* Instructions for the task *
Reproduce word for word the lines starting at the one containing "of the mountain" and ending with the final line of the entries below.

* Material shown *
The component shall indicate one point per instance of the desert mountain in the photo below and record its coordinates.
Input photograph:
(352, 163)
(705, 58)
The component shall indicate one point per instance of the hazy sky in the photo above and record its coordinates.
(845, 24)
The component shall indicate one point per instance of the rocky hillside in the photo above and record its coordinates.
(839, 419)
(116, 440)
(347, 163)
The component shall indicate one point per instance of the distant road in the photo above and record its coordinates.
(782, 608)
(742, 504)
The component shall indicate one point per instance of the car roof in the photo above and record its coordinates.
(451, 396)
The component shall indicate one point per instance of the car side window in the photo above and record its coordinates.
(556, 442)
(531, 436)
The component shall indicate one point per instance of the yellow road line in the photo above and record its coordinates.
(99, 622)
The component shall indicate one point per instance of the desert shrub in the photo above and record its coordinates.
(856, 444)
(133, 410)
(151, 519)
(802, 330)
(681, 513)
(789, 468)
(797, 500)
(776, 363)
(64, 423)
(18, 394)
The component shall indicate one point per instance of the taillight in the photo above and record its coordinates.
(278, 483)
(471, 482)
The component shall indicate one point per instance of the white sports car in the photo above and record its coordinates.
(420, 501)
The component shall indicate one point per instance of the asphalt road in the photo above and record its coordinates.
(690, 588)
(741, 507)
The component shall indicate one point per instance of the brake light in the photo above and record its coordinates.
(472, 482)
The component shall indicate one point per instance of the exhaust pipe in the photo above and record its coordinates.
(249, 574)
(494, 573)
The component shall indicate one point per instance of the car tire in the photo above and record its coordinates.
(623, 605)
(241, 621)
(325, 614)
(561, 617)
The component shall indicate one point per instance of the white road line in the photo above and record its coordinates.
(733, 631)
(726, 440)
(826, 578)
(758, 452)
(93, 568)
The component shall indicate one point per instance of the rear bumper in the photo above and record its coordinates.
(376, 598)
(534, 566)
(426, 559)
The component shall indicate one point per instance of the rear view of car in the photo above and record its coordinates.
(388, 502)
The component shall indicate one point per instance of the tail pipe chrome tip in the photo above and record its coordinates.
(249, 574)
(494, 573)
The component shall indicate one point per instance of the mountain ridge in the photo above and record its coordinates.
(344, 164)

* Answer to this problem *
The component shall indicate one point per instance of the mountain ridge in the photo above and record its coordinates.
(344, 164)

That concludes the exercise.